The problem: Your task is to give the data again, exactly, with every line intact.

Given data:
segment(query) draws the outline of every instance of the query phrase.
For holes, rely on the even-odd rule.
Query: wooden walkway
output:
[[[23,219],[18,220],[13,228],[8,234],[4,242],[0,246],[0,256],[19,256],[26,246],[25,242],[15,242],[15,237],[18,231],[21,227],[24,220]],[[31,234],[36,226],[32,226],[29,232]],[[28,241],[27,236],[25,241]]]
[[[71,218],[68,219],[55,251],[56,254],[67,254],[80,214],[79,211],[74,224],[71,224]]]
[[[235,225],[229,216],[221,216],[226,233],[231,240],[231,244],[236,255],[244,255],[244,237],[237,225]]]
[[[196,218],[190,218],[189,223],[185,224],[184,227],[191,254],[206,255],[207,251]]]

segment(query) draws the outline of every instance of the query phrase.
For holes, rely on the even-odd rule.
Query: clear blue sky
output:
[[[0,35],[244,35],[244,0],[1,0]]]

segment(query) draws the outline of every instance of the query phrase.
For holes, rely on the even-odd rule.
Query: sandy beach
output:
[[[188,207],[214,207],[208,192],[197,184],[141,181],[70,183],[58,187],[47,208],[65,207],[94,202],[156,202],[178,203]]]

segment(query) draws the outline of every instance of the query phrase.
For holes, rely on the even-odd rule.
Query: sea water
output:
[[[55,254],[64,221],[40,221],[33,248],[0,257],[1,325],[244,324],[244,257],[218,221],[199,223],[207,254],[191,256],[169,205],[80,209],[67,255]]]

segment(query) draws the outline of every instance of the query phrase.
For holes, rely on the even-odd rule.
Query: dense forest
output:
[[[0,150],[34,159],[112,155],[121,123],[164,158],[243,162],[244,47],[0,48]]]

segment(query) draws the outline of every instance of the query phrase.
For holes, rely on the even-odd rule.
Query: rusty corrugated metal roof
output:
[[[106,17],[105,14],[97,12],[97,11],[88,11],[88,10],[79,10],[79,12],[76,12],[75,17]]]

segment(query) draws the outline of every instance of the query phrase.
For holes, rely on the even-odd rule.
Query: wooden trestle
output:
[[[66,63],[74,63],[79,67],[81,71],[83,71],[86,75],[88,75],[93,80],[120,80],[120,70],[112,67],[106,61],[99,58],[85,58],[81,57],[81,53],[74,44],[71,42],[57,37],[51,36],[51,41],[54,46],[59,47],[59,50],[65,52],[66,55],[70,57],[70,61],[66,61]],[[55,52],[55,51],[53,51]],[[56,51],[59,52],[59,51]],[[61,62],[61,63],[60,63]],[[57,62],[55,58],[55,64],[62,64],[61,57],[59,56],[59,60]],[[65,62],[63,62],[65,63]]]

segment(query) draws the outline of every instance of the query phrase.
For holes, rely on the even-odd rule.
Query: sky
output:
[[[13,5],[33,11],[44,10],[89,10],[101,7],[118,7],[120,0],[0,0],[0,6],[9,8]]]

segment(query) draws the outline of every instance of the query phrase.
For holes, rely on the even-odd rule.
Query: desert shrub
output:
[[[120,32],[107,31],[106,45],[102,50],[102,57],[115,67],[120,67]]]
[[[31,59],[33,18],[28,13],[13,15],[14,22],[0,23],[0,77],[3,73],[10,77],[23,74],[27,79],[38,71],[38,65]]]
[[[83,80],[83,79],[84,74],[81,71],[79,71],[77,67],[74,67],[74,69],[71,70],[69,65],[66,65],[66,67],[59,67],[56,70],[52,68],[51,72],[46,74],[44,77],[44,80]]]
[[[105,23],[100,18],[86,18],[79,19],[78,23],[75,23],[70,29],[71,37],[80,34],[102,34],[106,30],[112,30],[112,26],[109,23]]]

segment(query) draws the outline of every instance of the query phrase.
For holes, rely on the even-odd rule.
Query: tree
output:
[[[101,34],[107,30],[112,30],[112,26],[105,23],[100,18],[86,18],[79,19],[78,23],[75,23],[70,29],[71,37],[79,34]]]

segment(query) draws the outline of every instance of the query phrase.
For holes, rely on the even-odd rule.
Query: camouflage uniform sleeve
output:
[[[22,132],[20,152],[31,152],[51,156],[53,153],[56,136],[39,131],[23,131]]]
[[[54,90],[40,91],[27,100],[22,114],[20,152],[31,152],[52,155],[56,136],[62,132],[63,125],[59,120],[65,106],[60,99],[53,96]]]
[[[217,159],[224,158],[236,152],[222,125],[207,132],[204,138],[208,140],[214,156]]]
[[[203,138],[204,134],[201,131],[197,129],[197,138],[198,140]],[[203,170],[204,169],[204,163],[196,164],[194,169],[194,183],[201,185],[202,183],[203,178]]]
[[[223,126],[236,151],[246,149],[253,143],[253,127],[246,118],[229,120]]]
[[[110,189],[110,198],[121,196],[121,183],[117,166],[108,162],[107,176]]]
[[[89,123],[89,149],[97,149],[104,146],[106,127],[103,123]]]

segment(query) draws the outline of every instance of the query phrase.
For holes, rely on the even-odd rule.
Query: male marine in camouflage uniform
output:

Reply:
segment(query) draws the outline of every instance of the query phrase.
For holes, rely on the even-odd rule.
Query: wooden walkway
output:
[[[23,219],[18,220],[13,228],[8,234],[4,242],[0,246],[0,256],[19,256],[26,246],[25,242],[15,242],[15,237],[18,231],[21,227],[24,220]],[[31,234],[36,226],[32,226],[29,232]],[[28,241],[27,236],[25,241]]]
[[[71,218],[68,219],[55,251],[56,254],[67,254],[80,214],[79,211],[74,224],[71,224]]]
[[[235,225],[229,216],[221,216],[226,233],[231,240],[231,244],[236,255],[244,255],[244,237],[237,225]]]
[[[196,218],[190,218],[189,223],[185,224],[184,227],[191,254],[206,255],[207,251]]]

segment(query) draws the outline of every instance of the query phrase.
For holes, rely on the even-odd rule.
Query: clear blue sky
output:
[[[0,35],[244,35],[244,0],[1,0]]]

segment(query) draws the outline of every instance of the query phrase.
For holes, rely on the even-odd rule.
Query: sandy beach
output:
[[[188,207],[214,207],[208,192],[197,184],[141,181],[70,183],[58,187],[47,208],[65,207],[94,202],[156,202],[178,203]]]

segment(query) draws the outline of every instance of the query phrase.
For holes, rely on the even-odd rule.
Query: sea water
output:
[[[55,254],[64,221],[40,221],[33,248],[0,257],[1,325],[244,324],[244,257],[218,221],[199,223],[207,254],[191,256],[169,205],[80,209],[67,255]]]

segment(query) draws the outline of every instance of the query phrase.
For holes, rely on the even-odd rule.
Query: dense forest
output:
[[[0,150],[34,159],[112,155],[121,123],[164,158],[243,162],[244,47],[0,48]]]

segment(query) draws the outline of every instance of the query phrase.
For holes, rely on the even-odd rule.
Query: rusty corrugated metal roof
output:
[[[106,17],[105,14],[97,12],[97,11],[88,11],[88,10],[79,10],[79,12],[76,12],[75,17]]]

segment(query) draws the outline of every instance of the query phrase.
For holes, rely on the even-odd rule.
Query: wooden trestle
output:
[[[66,63],[74,63],[79,67],[81,71],[83,71],[86,75],[88,75],[93,80],[120,80],[120,70],[112,67],[106,61],[99,58],[85,58],[81,57],[81,53],[74,44],[71,42],[57,37],[51,36],[51,41],[54,46],[59,47],[59,50],[65,52],[66,55],[70,57],[70,61],[66,61]],[[55,52],[55,51],[53,51]],[[56,51],[59,52],[59,51]],[[61,62],[61,63],[60,63]],[[57,62],[55,58],[55,64],[62,64],[61,57],[59,56],[59,60]],[[65,62],[63,62],[65,63]]]

segment(query) draws the outline of every instance of the query phrase.
For holes, rely on the even-odd rule.
Query: sky
output:
[[[13,5],[33,11],[44,10],[89,10],[101,7],[118,7],[120,0],[0,0],[0,6],[9,8]]]

segment(query) draws the outline of every instance of the query phrase.
For holes, rely on the even-odd rule.
Query: desert shrub
output:
[[[120,32],[107,31],[106,45],[102,50],[102,57],[115,67],[120,67]]]
[[[31,59],[33,18],[28,13],[13,15],[14,22],[0,23],[0,77],[3,73],[10,77],[23,74],[27,79],[38,71],[38,65]]]
[[[83,80],[83,79],[84,74],[81,71],[79,71],[77,67],[74,67],[74,69],[71,70],[69,65],[66,65],[66,67],[59,67],[56,70],[52,68],[51,72],[46,74],[44,77],[44,80]]]
[[[105,23],[100,18],[86,18],[79,19],[78,23],[75,23],[70,29],[71,37],[80,34],[102,34],[106,30],[112,30],[112,26],[109,23]]]

segment(query) draws the outline of every instance of the query phrase.
For holes, rely on the even-odd rule.
Query: tree
output:
[[[101,34],[107,30],[112,30],[112,26],[105,23],[100,18],[86,18],[79,19],[78,23],[75,23],[70,29],[71,37],[79,34]]]

segment(query) draws the outline of every instance of the query phrase.
For holes, rely on the even-odd rule.
Query: camouflage uniform sleeve
output:
[[[22,132],[20,152],[31,152],[51,156],[53,153],[56,136],[39,131],[23,131]]]
[[[54,90],[40,91],[27,100],[22,114],[20,152],[31,152],[52,155],[56,136],[62,132],[63,125],[59,120],[65,106],[60,99],[53,96]]]
[[[217,159],[224,158],[236,152],[222,125],[207,132],[204,138],[208,140],[214,156]]]
[[[203,138],[204,134],[201,131],[197,129],[197,138],[198,140]],[[203,170],[204,169],[204,163],[196,164],[194,169],[194,183],[201,185],[202,183],[203,178]]]
[[[223,126],[236,151],[246,149],[253,143],[253,127],[246,118],[229,120]]]
[[[110,189],[110,198],[121,196],[121,183],[117,166],[108,162],[107,176]]]
[[[89,123],[89,149],[97,149],[104,146],[106,127],[103,123]]]

segment(query) draws the outline of every instance of the query phrase.
For holes, rely on the even-odd rule.
Query: male marine in camouflage uniform
output:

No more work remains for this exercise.